### Task list
1. From the forum reply, extract word for word the passage starting at "- 1 month ago" and ending at "and your partner.".
2. According to the forum reply, why is it not easy to approach this subject? Answer in one to three sentences.

### Passage to read
★ ★ ★ ★ ★

- 1 month ago
I signed up at LittleSpace specifically to reply to this post. I wholeheartedly agree with Admin's reply. I also wish to contribute from my own experience as abdl who has a significant other who does not share, or particularly understand, my interest in being a baby. I hope some of what is shared here can be applicable and helpful for you and your partner.
But before I get into all that, I would just like to commend your vulnerability, sharing your real-life situation, and also your courage in reaching out to this community. It is not easy to approach this subject as it has the potential for being misunderstood or, at worst, conflated with child involvement, the pathological mental illness involving the predatory sexual pursuit of children. I just want to acknowledge this potiential misconception, and reaffirm what has likely been stated elsewhere: paraphilic infantilism is not child involvement. And while, for some, the experience of being a little might overlap with sexuality, it is hardly universal nor constant, and at the end of the day we are consenting adults, interested in other consenting adults. For me, at least, beneath the need to engage in regressive fantasies, there are real needs that are difficult for me to meet otherwise. These often include: the need for security, to be nurtured, for emotional intimacy, to cope with difficult life transition, etc.
My partner and I have been together for almost 10 years, married for 7. We have a wonderful 4yo daughter, who is the light of my world. And while we've had our share of ups and downs, I can confidently say we are happily married. I relate to your partner's comment that having children would be problematic. I didn't want children either, but surprises do happen, and we decided to see it through. This marks one of the most difficult points in our relationship, when I was overwhelmed by my regressive fantasies. But there were lots of other notable items that ran along side. I had just started a competitive graduate program, my wife had just transitioned between jobs, and we were about to have our daughter. Suddenly, everything I thought was secure, was coming unraveled and I just couldn't maintain my composure.

★ ★ ★ ★ ★

### Given records
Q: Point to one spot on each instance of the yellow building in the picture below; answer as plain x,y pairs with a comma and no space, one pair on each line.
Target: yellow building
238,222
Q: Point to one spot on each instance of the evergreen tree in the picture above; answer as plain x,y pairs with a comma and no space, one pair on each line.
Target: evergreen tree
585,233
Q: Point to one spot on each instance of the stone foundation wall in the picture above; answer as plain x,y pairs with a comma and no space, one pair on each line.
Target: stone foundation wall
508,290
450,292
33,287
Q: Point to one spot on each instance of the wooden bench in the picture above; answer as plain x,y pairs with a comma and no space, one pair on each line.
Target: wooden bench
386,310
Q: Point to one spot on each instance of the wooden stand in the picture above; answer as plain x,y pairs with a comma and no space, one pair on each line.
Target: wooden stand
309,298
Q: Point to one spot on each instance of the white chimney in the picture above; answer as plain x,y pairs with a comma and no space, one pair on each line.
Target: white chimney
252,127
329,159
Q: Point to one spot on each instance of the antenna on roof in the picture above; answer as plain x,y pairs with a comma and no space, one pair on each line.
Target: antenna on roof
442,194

★ ★ ★ ★ ★

### Responses
1.
- 1 month ago
I signed up at LittleSpace specifically to reply to this post. I wholeheartedly agree with Admin's reply. I also wish to contribute from my own experience as abdl who has a significant other who does not share, or particularly understand, my interest in being a baby. I hope some of what is shared here can be applicable and helpful for you and your partner.

2. It is not easy because the subject can be misunderstood. At worst, it can be conflated with child involvement, the pathological mental illness involving the predatory sexual pursuit of children.